**Work required**
Rewrite the records below, substituting "truck side mirror" for "side mirror of truck" throughout and changing nothing else. Omit the pictures from your answer.

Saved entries
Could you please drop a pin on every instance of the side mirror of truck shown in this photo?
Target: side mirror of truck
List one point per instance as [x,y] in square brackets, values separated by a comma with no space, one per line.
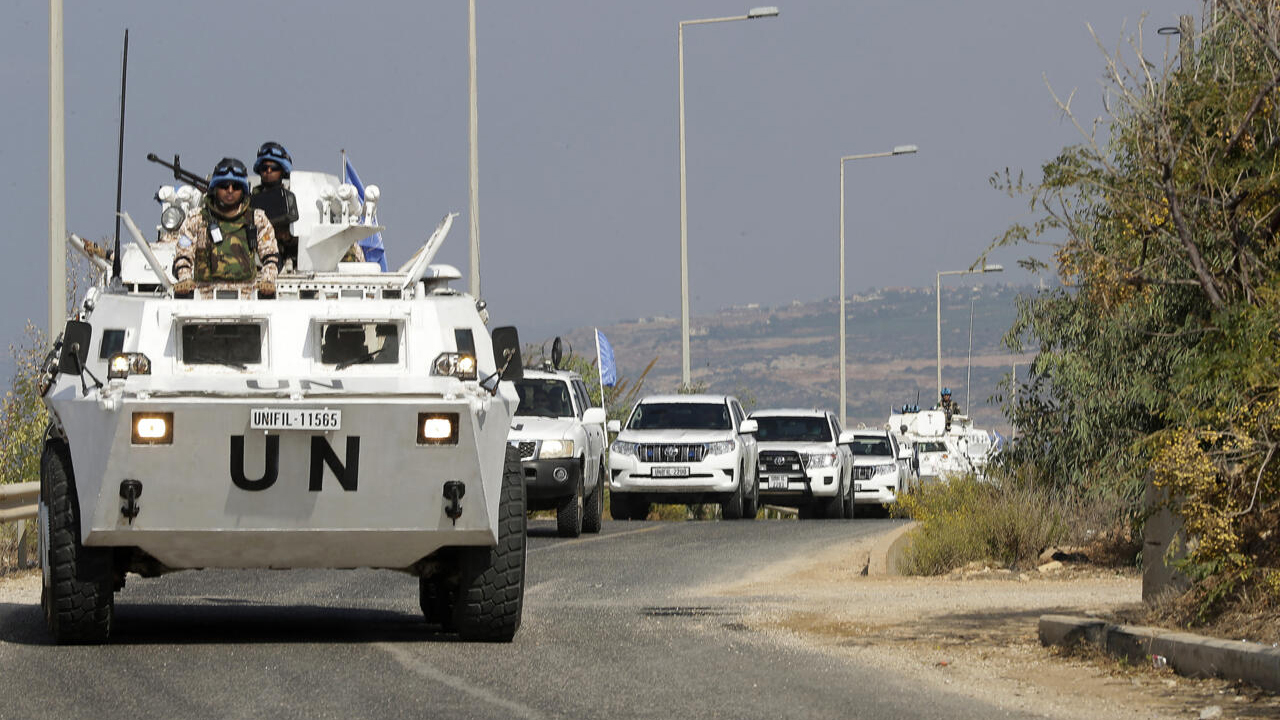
[506,352]
[76,340]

**Task answer**
Could you please drop a pin on every instance of the truck side mirror shown in this photo?
Target: truck side mirror
List one point per instance as [x,y] in square brackets, values separated by a comma with no space, one per line.
[506,352]
[76,340]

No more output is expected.